- **Problem description**
With pictures excluded, retype exactly every line from the one containing "Phrase: man in blue shirt" to the end of the records below.

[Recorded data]
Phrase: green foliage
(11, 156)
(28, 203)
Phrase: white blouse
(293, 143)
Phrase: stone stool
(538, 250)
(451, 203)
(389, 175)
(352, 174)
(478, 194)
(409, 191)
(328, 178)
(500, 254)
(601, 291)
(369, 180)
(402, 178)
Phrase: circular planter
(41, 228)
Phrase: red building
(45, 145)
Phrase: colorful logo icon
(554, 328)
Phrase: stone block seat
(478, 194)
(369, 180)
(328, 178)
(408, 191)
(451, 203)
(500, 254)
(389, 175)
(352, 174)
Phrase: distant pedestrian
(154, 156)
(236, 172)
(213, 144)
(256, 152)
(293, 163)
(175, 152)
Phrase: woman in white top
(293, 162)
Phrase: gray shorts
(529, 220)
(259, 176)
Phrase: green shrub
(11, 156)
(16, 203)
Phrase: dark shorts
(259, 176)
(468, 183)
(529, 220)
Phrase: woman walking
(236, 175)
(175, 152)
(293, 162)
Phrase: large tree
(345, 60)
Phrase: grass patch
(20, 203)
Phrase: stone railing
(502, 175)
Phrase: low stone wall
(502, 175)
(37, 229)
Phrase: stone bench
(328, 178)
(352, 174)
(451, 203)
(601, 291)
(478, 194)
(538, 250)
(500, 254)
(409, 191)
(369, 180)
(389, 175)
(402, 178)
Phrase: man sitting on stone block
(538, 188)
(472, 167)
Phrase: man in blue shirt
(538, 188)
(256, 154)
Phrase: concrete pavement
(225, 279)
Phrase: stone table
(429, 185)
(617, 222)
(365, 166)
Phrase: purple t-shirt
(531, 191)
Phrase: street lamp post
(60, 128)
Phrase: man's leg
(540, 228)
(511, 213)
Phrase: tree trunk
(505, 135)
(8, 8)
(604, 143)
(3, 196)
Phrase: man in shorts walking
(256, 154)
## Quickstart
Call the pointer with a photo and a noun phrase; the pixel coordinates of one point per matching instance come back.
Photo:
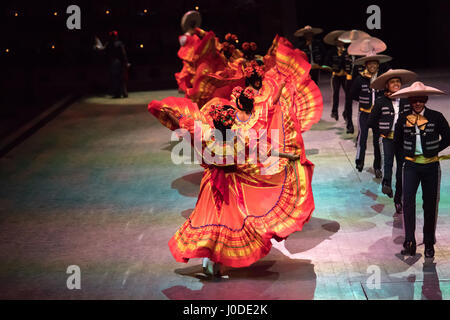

- **Solved exercise**
Phrase: man in blue shirt
(538, 188)
(256, 154)
Phrase: concrete pavement
(225, 279)
Phrase: stone table
(429, 185)
(617, 222)
(365, 166)
Phrase: purple t-shirt
(531, 191)
Phrase: street lamp post
(60, 128)
Phrase: man's leg
(540, 228)
(511, 213)
Phrase: tree trunk
(505, 135)
(8, 8)
(604, 143)
(3, 196)
Phrase: man in shorts walking
(256, 154)
## Quickstart
Call the pointer with a photo and a noun phrase; the pixel coordinates of one point per matching instance come back.
Photo:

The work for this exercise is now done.